**Dataset entries**
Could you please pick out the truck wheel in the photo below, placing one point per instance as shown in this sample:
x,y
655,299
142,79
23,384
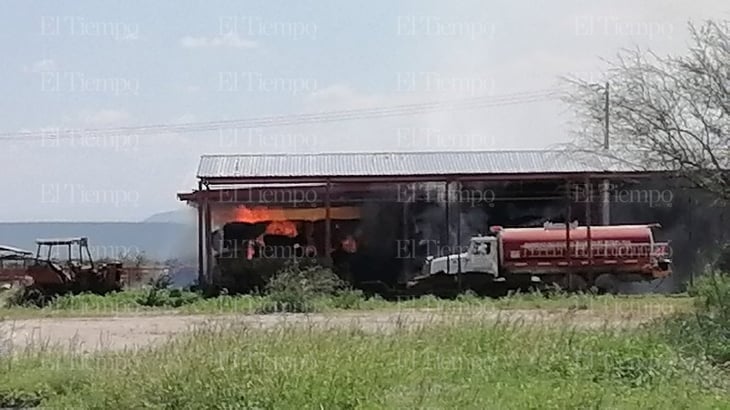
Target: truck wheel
x,y
573,283
607,283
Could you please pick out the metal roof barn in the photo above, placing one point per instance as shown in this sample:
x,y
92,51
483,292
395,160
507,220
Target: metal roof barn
x,y
382,165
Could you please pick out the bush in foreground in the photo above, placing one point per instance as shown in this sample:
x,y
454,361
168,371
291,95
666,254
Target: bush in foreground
x,y
705,332
462,364
295,288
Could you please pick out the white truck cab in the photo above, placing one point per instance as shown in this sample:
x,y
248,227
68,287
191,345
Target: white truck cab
x,y
480,257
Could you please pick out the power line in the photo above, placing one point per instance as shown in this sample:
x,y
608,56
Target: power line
x,y
298,119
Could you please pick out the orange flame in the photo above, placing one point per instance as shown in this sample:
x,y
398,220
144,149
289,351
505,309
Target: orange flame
x,y
285,228
349,245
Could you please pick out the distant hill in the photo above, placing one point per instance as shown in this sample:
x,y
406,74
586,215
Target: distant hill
x,y
187,216
157,240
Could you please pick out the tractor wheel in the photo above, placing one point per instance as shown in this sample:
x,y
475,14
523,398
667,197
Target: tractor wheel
x,y
607,283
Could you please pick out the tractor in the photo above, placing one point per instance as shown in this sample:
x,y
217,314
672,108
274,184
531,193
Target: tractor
x,y
63,266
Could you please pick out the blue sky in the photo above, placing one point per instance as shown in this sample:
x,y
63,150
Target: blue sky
x,y
89,64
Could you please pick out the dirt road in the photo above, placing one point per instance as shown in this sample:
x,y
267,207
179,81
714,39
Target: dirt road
x,y
82,335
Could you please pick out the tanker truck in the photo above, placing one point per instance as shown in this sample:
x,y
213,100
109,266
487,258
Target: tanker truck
x,y
573,257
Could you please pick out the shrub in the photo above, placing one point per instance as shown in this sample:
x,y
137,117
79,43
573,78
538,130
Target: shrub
x,y
348,299
294,288
706,332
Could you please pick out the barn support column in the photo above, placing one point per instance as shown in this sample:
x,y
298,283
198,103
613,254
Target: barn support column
x,y
208,242
588,205
458,234
605,202
448,229
405,265
199,206
568,217
327,226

**TASK ITEM**
All of the records must come back exactly as they stand, minus every picture.

**EXPECTED OUTPUT**
Could you please pick out the truck wheel in the photo below, placing one point per instance as shown in this sample:
x,y
655,299
142,79
23,384
Target: truck wheel
x,y
573,283
607,283
Could you please pick out the metal roof barn in the photo above, placing one point per instance as shown in this sample:
x,y
92,51
483,292
395,160
507,220
Target: metal roof barn
x,y
382,165
Could you please pick out the bush in foreground in the photo above, placing one point per instance as shown in this sample:
x,y
454,361
168,371
291,95
666,254
Target: bush in foreground
x,y
705,332
462,364
295,288
Could you please pick out the white truck cab in the photo above, placing one point per instance as shown in this sample:
x,y
248,227
68,287
191,345
Target: white truck cab
x,y
480,257
Could you please pick out the power line in the photo above, placing one point per instance as shown in this sample:
x,y
608,56
Target: power line
x,y
298,119
Could you please pick out the orange flame in the photo above, placing one point per instance as shown in this sample:
x,y
398,220
144,149
289,351
505,309
Target: orange flame
x,y
285,228
349,245
Could you please pick out the distant hill in the photo above, placing one point per instance as shown in this sample:
x,y
406,74
586,215
Target: distant hill
x,y
187,216
157,240
Could you please pick out the tractor wheel in the photo above, placing one point per instance as shown in this sample:
x,y
475,14
523,398
667,197
Target: tractor wheel
x,y
607,283
Could you please pick out the tractor in the photo above, placing one point per instance as shown in this sample:
x,y
217,314
672,108
274,184
531,193
Target: tractor
x,y
63,266
Could you please pick out the blue sky in the photo above, placing one point per instance as shown in this sample:
x,y
63,150
Target: blue sky
x,y
89,64
Could you please pick out the dirt road in the photo above, placing one point per instance as shown in this sample:
x,y
267,207
179,81
714,39
Target: dirt road
x,y
82,335
Could you please pick out the tanker truck in the photo above, placing one point per instance as shown in this sample:
x,y
213,100
109,266
487,258
Target: tanker truck
x,y
573,257
Could you please pick out the shrub in the photo above, placing one point per instance as shown in this sample:
x,y
137,117
79,43
573,78
538,130
Target: shrub
x,y
348,299
294,288
706,332
Could you please pick out the barn support column in the photo above, placing one point per instance as shown in this sample:
x,y
298,283
198,103
613,254
Target: barn support column
x,y
208,242
588,205
458,234
605,202
448,229
405,265
199,206
568,217
327,226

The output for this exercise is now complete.